### Set exercise
Carry on the appeals court opinion in Martinez v. Swift & Company from where it stops.

### Page text
§ §
Lelia Martinez, Plaintiff-appellant, v. Swift & Company and Esmark, Inc., Defendants-appellees, 656 F.2d 262 (7th Cir. 1981)Annotate this Case
Argued June 5, 1981. Decided Aug. 6, 1981
Eva W. Tameling, Tameling & Associates, Hinsdale, Ill., for plaintiff-appellant.
Charles B. Wolf, Vedder, Price, Kaufman & Kammholz, Chicago, Ill., for defendants-appellees.
Before FAIRCHILD and CUDAHY, Circuit Judges, and GRANT, Senior District Judge.*
GRANT, Senior District Judge.
On April 2, 1980, plaintiff-appellant Lelia Martinez filed a two-count complaint against defendants-appellees Esmark, Inc. and Swift & Company (Swift). Count I alleged breach of a pension contract by the appellees while Count II alleged misrepresentation. The district court granted the appellees' motion for summary judgment based upon the decision of Swift's Pension Board which had concluded that Martinez' husband was not entitled to receive pension benefits under the then existing plan. Martinez now appeals from this judgment.
Appellant's husband, Joaquin Martinez, was an employee of Swift in Cuba from June 20, 1924 to October 17, 1960. In October, 1960, the Cuban government nationalized and expropriated all of Swift's assets and property, including funds reserved by Swift for the payment of pension benefits. Despite these actions, Mr. Martinez remained in his job, only now as an employee for the Cuban government.
Throughout the 36-year period Mr. Martinez was employed by Swift prior to the nationalization and expropriation, he was covered by Swift's Pension Plan. Eligibility requirements were set forth in Article V, Paragraph 2:
2. Every employee who shall have completed twenty (20) years of continuous service, shall have attained fifty-five (55) years of age, and whose services have been terminated by the employer (as distinguished from retirement with the consent of the employer and the Pension Board under Paragraph 3 hereof) for reasons other than discharge for cause (cause to be determined on a uniform basis nondiscriminatorily applied) shall be entitled to a pension to commence upon his or her actual retirement. "Discharge for cause" shall include but not be limited to discharge for dishonesty, excessive absenteeism or tardiness, fighting or gambling on company premises, insubordination, willful damage to property, conviction of a crime, incompetence, inability to perform work not due to total and permanent disability as determined by the Pension Board under Article VIII hereof, or violation of established company rules or a collective bargaining agreement to which the company is a party.
§ §
### Material

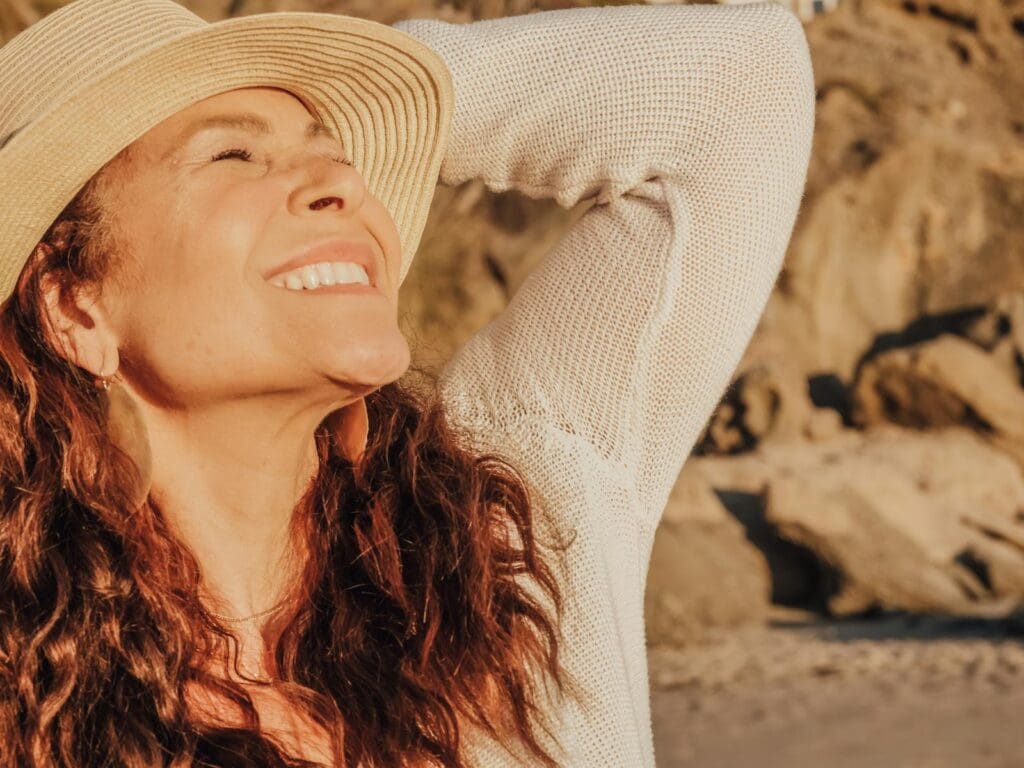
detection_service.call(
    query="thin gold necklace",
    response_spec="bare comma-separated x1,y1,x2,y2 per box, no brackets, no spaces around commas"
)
§ §
### Result
(emphasis added). Administering this Plan was a five-member Pension Board whose powers and responsibilities included the following:
6. The Pension Board shall have the sole power, duty and responsibility to direct the administration of the Pension Plan embodied in this Trust in accordance with the provisions herein set forth, and shall act as the majority of its members shall decide....
7. All decisions of the Pension Board as to the facts of any case and the meaning and intent of any provision in this Trust or of its application shall be final and conclusive....
The Pension Board concluded that the actions of the Cuban government did not constitute a "termination by the employer" within the meaning of Article V, Paragraph 2. Thus, none of the Swift employees in Cuba would be entitled to receive any pension benefits according to the language of the Plan. Presented with the unique circumstances of the nationalization and expropriation, the Pension Board did decide that all employees leaving Cuba and coming to the United States who otherwise qualify would be paid pension benefits. Those employees who remained there in the employ of the Cuban government would not receive pension benefits. Because Mr. Martinez did not leave Cuba but continued in his job as an employee of the Cuban government, he was denied pension benefits which otherwise would have been paid.
On May 28, 1975, Mr. Martinez died in Cuba. Mrs. Martinez came to the United States in late 1978. Since that time, she has been receiving full widow's pension benefits under the Pension Plan. These benefits and those discussed above were authorized by the Pension Board for Mrs. Martinez and others similarly situated for the reason that the extraordinary circumstances surrounding the nationalization and expropriation warranted compassion. The Board has continually maintained that it is under no legal obligation to make these payments.
Based on these events, Mrs. Martinez filed her action in federal court seeking a retroactive award of pension benefits allegedly due her husband from the time of the nationalization and expropriation in 1960, to his death in 1975.
This Court is bound by the decision of the Pension Board unless Mrs. Martinez can establish that it was "arbitrary, fraudulent or in bad faith." Matthews v. Swift & Company, 465 F.2d 814, 821 (5th Cir. 1972). See also Wardle v. Central States, etc., 627 F.2d 820, 823-24 (7th Cir. 1980), cert. denied, --- U.S. ----, 101 S. Ct. 922, 66 L. Ed. 2d 841 (1981) ("arbitrary and capricious in light of the language of the Plan"), quoting Reiherzer v. Shannon, 581 F.2d 1266, 1272 (7th Cir. 1978).
We find that there is ample support for the Pension Board's conclusion that the nationalization and expropriation did not constitute a "termination by the employer (Swift)" within the meaning of the Pension Plan. The continued employment of Mr. Martinez in his job rationally supports the conclusion of no termination. The actions by the Cuban government rationally support the conclusion that Swift had not caused nor participated in the events affecting the status of Mr. Martinez' employment. We also find significant, as did the district court below, the Cuban government's seizure and control of the very funds that Swift had accumulated and reserved for the payment of pension benefits. All of these factors lend sufficient rational basis to the Pension Board's decision.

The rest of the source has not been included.